Tareas solicitadas:
1. Según el fragmento sobre la corrupción en América Latina, ¿qué países se mencionan como posibles excepciones a las dosis inmensas de corrupción?
2. Imprime sin ningún cambio la parte de los registros que empieza con la línea que contiene "Draw the outline of every instance of the **white" y termina con la línea que contiene "76], [190, 75]]", ambas incluidas.

Fragmento original:
No hay respuestas sencillas a esas preguntas.
Cualquier juicio
rotundo, en cualquier dirección, está destinado a ser esquemático y sesgado.
Los hechos concretos son que, salvo dos o tres excepciones —Uruguay, Chile y
tal vez Costa Rica—, ningún país de América Latina ha logrado evitar las dosis
inmensas de corrupción.
Dejar solas a las instituciones nunca ha funcionado con
eficacia para eliminarla, para disminuir su presencia de una manera visible ni
para tomar medidas en contra de la impunidad por corrupción o de las
violaciones a los derechos humanos.
Al respecto de la plaga de estas últimas,
por la cual la región tiene una reputación funesta incluso en estos días, la
cooperación internacional de un tipo o de otro ha demostrado ser indispensable
para llevar a los criminales ante la justicia o al menos nombrarlos y
avergonzarlos para las generaciones por venir.
El mejor ejemplo tal vez sea
Guatemala, pero también lo es Argentina, donde los expresidentes de la Junta
militar fueron condenados y encarcelados por violaciones a los derechos
humanos.
El 22 de marzo de 2018, un día después de la renuncia de Pedro Pablo Kuzcynski a la presidencia de Perú, se organizó en Lima una protesta contra la corrupción.

Registros enumerados:
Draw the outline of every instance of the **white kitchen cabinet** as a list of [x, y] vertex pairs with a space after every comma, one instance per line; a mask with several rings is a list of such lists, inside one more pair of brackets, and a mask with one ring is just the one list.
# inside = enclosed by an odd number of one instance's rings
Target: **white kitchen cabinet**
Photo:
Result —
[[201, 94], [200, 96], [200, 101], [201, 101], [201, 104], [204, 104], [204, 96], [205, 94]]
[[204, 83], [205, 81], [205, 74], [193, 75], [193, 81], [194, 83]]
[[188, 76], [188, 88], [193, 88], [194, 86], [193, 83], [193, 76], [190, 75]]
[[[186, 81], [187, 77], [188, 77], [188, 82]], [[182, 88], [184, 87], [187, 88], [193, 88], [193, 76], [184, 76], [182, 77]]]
---
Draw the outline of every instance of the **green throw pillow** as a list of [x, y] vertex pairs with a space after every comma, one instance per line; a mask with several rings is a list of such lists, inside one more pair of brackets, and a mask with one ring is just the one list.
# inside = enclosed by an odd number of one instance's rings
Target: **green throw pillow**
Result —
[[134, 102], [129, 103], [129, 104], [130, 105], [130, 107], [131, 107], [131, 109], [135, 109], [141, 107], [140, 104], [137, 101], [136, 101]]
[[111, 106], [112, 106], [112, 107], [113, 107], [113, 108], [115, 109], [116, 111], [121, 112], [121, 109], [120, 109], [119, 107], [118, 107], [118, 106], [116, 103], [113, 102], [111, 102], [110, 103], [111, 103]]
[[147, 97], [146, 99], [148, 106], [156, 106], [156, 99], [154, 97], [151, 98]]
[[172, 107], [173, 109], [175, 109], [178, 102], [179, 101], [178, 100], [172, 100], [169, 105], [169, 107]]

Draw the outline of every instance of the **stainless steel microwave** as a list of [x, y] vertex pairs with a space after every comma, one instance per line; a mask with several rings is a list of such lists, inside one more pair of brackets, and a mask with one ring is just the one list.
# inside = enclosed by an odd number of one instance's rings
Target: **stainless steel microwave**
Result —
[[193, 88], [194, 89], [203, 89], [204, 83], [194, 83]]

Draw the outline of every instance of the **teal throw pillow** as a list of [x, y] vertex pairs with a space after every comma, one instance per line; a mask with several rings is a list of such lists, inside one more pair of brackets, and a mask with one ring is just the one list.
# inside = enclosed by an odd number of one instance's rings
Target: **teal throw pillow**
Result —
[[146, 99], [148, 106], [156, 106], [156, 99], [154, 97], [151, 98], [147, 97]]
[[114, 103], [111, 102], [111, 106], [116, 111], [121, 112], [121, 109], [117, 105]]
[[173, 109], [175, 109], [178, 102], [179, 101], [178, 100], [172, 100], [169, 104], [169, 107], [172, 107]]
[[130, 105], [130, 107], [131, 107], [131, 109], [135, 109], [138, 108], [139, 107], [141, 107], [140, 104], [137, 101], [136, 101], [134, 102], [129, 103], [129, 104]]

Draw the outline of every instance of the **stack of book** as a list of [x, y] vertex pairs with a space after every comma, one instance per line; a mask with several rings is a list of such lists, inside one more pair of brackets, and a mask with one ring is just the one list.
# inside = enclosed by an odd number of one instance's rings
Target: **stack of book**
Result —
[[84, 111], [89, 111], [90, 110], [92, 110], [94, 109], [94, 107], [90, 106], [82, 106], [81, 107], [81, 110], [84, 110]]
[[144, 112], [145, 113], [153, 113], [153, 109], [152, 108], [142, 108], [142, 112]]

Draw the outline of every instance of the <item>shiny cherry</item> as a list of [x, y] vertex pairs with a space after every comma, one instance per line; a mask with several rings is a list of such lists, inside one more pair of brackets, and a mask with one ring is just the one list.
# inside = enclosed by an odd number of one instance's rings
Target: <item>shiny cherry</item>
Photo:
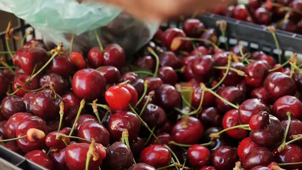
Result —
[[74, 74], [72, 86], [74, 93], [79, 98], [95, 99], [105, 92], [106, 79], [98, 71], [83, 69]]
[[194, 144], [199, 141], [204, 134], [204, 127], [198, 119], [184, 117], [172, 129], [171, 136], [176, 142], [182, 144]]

Conjunto de respuestas:
1. Uruguay, Chile y tal vez Costa Rica.

2.
Draw the outline of every instance of the **white kitchen cabinet** as a list of [x, y] vertex pairs with a space after every comma, one instance per line; a mask with several rings is a list of such lists, inside one more pair of brackets, and a mask with one ring is just the one list.
# inside = enclosed by an odd number of one instance's rings
Target: **white kitchen cabinet**
Photo:
Result —
[[201, 94], [200, 96], [200, 101], [201, 101], [201, 104], [204, 104], [204, 96], [205, 94]]
[[204, 83], [205, 81], [205, 74], [193, 75], [193, 81], [194, 83]]
[[188, 76], [188, 88], [193, 88], [194, 86], [193, 83], [193, 76], [190, 75]]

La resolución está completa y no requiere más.